» Excerpted records

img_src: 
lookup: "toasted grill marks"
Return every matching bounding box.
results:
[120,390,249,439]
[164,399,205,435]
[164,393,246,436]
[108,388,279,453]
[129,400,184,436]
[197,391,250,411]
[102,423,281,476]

» Work order
Output the whole listing exactly as given.

» Solution to this task
img_src: 
lookup: "toasted grill marks"
Return every matching bounding box.
results:
[120,390,249,439]
[164,399,205,435]
[164,393,246,436]
[108,388,279,453]
[129,400,184,436]
[197,391,250,411]
[102,423,281,476]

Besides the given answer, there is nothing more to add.